─── Record excerpts

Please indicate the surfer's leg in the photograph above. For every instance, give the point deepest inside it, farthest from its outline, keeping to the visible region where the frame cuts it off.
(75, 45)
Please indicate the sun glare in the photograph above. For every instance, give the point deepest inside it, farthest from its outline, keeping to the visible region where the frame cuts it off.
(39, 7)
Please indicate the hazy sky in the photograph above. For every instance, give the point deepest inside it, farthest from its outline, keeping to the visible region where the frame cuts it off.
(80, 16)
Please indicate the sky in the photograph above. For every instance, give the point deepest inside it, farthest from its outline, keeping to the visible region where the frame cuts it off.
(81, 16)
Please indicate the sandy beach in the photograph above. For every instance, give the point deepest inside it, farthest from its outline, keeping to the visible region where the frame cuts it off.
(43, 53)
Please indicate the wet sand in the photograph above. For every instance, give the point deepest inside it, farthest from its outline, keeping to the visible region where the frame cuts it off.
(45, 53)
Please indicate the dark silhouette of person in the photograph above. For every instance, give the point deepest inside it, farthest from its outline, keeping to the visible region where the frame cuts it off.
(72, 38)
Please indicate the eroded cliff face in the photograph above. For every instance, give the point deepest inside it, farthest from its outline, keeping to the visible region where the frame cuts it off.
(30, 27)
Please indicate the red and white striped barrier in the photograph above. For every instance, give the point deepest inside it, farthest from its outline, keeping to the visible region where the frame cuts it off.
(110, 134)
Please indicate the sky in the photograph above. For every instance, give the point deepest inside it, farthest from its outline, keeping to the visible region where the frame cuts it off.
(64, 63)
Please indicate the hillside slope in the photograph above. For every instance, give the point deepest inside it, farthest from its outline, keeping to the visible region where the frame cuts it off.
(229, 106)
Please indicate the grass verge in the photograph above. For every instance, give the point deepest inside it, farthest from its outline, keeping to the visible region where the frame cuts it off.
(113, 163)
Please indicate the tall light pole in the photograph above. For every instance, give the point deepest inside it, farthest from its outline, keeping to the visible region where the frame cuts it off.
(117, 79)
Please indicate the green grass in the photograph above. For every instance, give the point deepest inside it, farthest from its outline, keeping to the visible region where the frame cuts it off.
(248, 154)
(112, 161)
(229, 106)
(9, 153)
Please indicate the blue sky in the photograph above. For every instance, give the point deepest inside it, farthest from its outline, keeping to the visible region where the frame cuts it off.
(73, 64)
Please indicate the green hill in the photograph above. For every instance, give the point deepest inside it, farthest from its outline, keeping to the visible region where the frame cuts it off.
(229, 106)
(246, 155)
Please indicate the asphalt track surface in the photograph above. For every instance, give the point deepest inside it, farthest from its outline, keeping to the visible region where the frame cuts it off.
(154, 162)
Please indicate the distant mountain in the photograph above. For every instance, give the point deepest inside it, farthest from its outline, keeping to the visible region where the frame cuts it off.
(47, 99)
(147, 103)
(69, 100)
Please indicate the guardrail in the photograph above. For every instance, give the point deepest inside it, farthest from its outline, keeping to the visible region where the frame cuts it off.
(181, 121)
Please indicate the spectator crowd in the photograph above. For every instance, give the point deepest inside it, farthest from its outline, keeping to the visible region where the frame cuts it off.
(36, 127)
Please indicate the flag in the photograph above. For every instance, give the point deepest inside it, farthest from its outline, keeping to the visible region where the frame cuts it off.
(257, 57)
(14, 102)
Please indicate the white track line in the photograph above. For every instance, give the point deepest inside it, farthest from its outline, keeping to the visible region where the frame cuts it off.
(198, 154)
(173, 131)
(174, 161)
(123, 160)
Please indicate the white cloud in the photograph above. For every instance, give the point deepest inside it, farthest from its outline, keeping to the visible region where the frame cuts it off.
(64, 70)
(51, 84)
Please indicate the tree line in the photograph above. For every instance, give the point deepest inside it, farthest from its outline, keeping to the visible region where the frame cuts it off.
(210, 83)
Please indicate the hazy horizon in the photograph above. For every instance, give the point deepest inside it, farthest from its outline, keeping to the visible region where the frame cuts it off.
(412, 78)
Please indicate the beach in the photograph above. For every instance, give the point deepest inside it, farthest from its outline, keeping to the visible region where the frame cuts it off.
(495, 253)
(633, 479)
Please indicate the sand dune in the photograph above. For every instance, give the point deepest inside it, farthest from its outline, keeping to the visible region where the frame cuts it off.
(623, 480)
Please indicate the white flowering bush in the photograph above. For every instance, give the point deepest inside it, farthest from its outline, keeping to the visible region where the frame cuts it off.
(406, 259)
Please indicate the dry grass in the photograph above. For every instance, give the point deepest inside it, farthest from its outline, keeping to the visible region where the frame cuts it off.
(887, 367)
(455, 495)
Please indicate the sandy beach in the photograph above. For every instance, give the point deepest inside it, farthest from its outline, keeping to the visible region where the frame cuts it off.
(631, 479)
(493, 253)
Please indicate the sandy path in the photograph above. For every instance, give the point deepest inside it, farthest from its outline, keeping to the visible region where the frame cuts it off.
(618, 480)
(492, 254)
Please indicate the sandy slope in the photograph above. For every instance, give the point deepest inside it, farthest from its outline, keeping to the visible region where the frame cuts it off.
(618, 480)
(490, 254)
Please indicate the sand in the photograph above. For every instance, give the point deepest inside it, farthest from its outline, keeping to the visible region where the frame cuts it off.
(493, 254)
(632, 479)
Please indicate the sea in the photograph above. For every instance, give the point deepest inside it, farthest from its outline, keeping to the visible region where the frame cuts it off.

──────

§ Exercise:
Copy every line of the material, please, keeping it exactly the same.

§ Task answer:
Please indicate the surfer's leg in the photograph above. For every instance, give the point deepest inside it, farthest from its outline, keeping to the visible region where the frame cuts it off.
(75, 45)
Please indicate the sun glare in the photograph above. For every instance, give the point deepest inside it, farthest from its outline, keeping to the visible region where the frame cuts it off.
(39, 7)
Please indicate the hazy sky in the photograph above. For every instance, give the point deepest inside it, farthest from its outline, keeping to the visible region where the frame cuts it off.
(80, 16)
Please indicate the sky in the photograph above. For every instance, give the point deepest inside it, farthest from its outline, keeping to the visible region where the frame cuts it off.
(81, 16)
Please indicate the sandy beach in the photograph above. For every instance, give the point deepest inside it, farthest from its outline, keeping to the visible region where the frame cuts it off.
(43, 53)
Please indicate the wet sand in the photograph above. For every instance, give the point deepest inside it, farthest from its outline, keeping to the visible region where the frame cuts it off.
(45, 53)
Please indicate the dark silhouette of person in the photograph above. For every instance, give the point deepest inside it, farthest from its outline, keeping to the visible region where the frame cuts it off.
(72, 38)
Please indicate the eroded cliff face in the photograph above. For every instance, give the point deepest inside it, farthest from its outline, keeping to the visible region where the frame cuts it off.
(30, 27)
Please indicate the red and white striped barrier in the photograph above. For every instance, give the point deepest inside it, farthest from its outline, keeping to the visible region where the frame cuts it off.
(110, 134)
Please indicate the sky in the photograph above. For every instance, give the point deepest inside it, farthest from its outline, keeping to the visible region where the frame cuts it off.
(64, 63)
Please indicate the hillside slope in the photograph above. For every instance, give the point deepest inside it, farthest from its outline, keeping to the visible region where the frame cuts it off.
(229, 106)
Please indicate the grass verge in the photograph above. For every instance, give the point deepest inside it, farthest from its outline, keeping to the visible region where the frame cuts it off.
(113, 163)
Please indicate the tall light pole in the photograph above. For every instance, give the point deepest inside it, farthest from its outline, keeping to the visible region where the frame cuts it off.
(117, 79)
Please indicate the green grass in the photograph above. For every instance, give the point deepest inside it, farthest from its outline, keeping to the visible region where the frame cuts it off.
(248, 154)
(112, 161)
(229, 106)
(9, 153)
Please indicate the blue sky in the photograph above. For every instance, give the point deepest inside it, farthest from its outline, keeping to the visible region where the frame cuts it off.
(73, 64)
Please indicate the green hill in the photograph above. For every instance, give the point deepest inside it, farthest from its outline, keeping to the visible region where the frame cuts it off.
(229, 106)
(246, 155)
Please indicate the asphalt track surface in the photograph above. For every instance, give the point deepest inside it, farthest from its outline, keeping to the visible region where the frame cuts it off.
(154, 162)
Please indicate the distant mountain in the photograph above. For every instance, give the point deepest inside it, farthest from its outline, keeping to the visible region where the frame cuts it off.
(47, 99)
(147, 103)
(69, 100)
Please indicate the guardrail in the photograph above. For every instance, give the point deepest inside it, farthest from its outline, keeping to the visible region where the frame cuts it off.
(181, 121)
Please indicate the spectator crowd in the photograph above. For every instance, give the point deepest inside it, farthest from its outline, keeping to the visible region where the frame cuts it off.
(36, 127)
Please indicate the flag in the photograph above. For every instance, give the point deepest inside it, farthest from its outline, keeping to the visible region where the frame cuts it off.
(257, 57)
(14, 102)
Please indicate the white track line in the photograph above. For every instance, give the point deepest inside it, farthest from its outline, keeping to the visible region where the frame cuts it off.
(198, 154)
(173, 131)
(174, 161)
(123, 160)
Please indicate the white cloud in the photograph above. For every instance, give the point deepest inside it, farthest from its outline, keeping to the visible region where the frame cuts it off.
(64, 70)
(51, 84)
Please indicate the tree line in the photograph above. For every instance, give the point deepest inside it, farthest from its outline, keeping to the visible region where the frame cuts it off.
(210, 83)
Please indicate the hazy horizon in the photograph above. For every instance, give the point deepest inside it, farthest from its outline, keeping to the visible region where the frame cuts it off.
(412, 78)
Please indicate the beach in the photograph above. For every instance, give the point deepest inside it, farthest from its outline, keeping to the visible region where the frame cuts it off.
(495, 253)
(633, 479)
Please indicate the sand dune in the photograph above. For every instance, give the point deepest inside it, farthest from its outline, keeping to the visible region where the frame cuts it off.
(623, 480)
Please indicate the white flowering bush in the photograph above. For every instance, give the point deepest inside it, farthest from its outline, keeping to the visible region where the frame cuts it off.
(406, 259)
Please indicate the dry grass in the photograph above. For every instance, give the point deepest inside it, farthest from its outline, keeping to the visible region where the frame cuts it off.
(887, 367)
(455, 495)
Please indicate the sandy beach in the photograph above. For every instance, give the point deepest inside it, farthest from its outline, keeping to the visible region where the frame cuts it off.
(631, 479)
(493, 253)
Please indicate the sandy path in the photograph above. For every instance, give the point deepest inside it, farthest from its outline, keeping to the visible region where the frame cuts it off.
(618, 480)
(492, 254)
Please indicate the sandy slope in the photograph above. For every instance, give the point deepest inside it, farthest from its outline, keeping to the visible region where the frame cuts it off.
(618, 480)
(490, 254)
Please indicate the sand in the photograph above. For every instance, give the point deepest inside it, farthest from its outline, keeping to the visible region where the frame cuts it off.
(493, 254)
(632, 479)
Please indicate the sea in the photograph above. For every instance, give the point deepest inside it, farthest from its outline, keeping to the visible region where the frame cuts it off.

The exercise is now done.